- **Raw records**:
★ ★ ★ ★

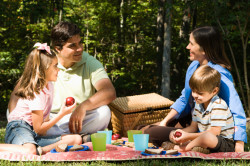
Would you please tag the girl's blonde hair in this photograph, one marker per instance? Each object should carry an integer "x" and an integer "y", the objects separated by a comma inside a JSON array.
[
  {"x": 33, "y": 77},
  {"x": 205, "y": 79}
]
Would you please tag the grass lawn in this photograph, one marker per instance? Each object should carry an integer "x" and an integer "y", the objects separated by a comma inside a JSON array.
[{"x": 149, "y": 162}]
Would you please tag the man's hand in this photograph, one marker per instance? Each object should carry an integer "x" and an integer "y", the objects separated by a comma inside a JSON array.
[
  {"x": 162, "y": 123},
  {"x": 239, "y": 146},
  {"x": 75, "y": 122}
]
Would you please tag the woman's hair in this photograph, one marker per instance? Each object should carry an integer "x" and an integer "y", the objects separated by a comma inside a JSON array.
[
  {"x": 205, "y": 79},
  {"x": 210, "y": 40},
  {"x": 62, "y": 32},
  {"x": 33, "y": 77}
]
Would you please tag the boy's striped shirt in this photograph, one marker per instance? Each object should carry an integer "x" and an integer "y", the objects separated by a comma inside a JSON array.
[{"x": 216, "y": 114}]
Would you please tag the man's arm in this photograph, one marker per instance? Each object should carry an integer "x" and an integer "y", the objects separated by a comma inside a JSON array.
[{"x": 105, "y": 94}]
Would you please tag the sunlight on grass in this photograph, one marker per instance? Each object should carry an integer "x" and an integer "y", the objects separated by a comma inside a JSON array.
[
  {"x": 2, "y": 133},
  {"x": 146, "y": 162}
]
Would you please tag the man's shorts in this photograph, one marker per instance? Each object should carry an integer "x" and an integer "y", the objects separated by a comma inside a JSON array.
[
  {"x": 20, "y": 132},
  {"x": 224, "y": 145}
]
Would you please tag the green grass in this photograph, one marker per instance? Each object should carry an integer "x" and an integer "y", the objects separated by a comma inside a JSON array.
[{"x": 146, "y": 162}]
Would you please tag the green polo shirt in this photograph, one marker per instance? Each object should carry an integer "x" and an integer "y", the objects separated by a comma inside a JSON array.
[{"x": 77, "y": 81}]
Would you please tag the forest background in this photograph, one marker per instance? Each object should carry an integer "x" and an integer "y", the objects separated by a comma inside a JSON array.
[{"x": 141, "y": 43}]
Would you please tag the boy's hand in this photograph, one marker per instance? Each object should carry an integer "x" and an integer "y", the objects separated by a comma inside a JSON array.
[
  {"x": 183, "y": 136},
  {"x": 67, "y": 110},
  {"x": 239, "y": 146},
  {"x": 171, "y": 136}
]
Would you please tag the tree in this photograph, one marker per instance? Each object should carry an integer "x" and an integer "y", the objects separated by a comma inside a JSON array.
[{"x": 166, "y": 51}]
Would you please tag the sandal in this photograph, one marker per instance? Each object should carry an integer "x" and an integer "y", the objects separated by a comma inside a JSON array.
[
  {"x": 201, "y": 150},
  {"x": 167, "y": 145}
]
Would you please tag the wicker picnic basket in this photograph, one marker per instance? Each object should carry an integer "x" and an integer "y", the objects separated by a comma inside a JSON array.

★ ★ ★ ★

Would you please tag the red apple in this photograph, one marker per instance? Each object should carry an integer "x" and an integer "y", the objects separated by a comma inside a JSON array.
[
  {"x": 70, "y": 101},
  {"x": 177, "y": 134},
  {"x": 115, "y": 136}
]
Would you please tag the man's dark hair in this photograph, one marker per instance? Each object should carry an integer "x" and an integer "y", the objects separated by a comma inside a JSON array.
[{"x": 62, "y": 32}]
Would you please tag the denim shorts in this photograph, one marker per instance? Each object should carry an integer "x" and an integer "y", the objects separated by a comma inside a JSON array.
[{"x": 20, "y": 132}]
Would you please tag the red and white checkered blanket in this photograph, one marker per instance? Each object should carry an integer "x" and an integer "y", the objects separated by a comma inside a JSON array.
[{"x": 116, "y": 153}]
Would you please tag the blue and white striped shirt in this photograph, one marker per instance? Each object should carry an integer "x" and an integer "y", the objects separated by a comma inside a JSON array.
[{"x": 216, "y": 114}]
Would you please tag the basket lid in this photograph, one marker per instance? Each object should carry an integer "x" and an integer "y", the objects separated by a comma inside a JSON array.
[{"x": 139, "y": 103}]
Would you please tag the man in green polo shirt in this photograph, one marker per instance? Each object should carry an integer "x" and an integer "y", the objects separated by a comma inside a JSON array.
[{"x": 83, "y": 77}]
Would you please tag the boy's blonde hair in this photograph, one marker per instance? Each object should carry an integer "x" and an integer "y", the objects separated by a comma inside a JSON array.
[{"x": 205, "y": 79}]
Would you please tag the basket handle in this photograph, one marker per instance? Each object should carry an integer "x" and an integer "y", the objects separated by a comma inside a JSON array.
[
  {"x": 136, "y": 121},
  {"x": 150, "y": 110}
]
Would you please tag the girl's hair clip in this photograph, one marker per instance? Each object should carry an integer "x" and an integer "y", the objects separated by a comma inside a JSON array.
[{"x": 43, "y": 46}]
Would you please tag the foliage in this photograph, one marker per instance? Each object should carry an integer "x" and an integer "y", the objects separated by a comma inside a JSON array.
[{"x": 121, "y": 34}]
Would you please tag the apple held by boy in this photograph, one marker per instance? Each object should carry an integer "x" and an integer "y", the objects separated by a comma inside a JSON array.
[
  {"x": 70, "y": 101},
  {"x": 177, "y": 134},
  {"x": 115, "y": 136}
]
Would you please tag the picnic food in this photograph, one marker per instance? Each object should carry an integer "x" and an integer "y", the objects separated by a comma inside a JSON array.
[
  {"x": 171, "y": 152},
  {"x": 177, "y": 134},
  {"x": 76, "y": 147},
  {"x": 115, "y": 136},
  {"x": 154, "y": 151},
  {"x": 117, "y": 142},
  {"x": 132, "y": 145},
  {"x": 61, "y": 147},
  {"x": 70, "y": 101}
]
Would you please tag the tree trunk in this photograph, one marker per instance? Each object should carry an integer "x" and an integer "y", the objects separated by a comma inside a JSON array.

★ ★ ★ ★

- **Exercise directions**: Copy out, word for word, the stretch of the listing from the line containing "Would you please tag the sandal" through the line containing "Would you please tag the wicker".

- **Full output**:
Would you please tag the sandal in this photograph, one marker per instance? Each object should carry an integer "x" and an integer "y", the objects separated by a comma inside a JSON array.
[
  {"x": 201, "y": 150},
  {"x": 167, "y": 145}
]
Would you please tag the wicker picnic basket in this photograph, one marker per instance? Each object should carry an integer "x" and an integer "y", the objects separated by a comma inside a JSON array.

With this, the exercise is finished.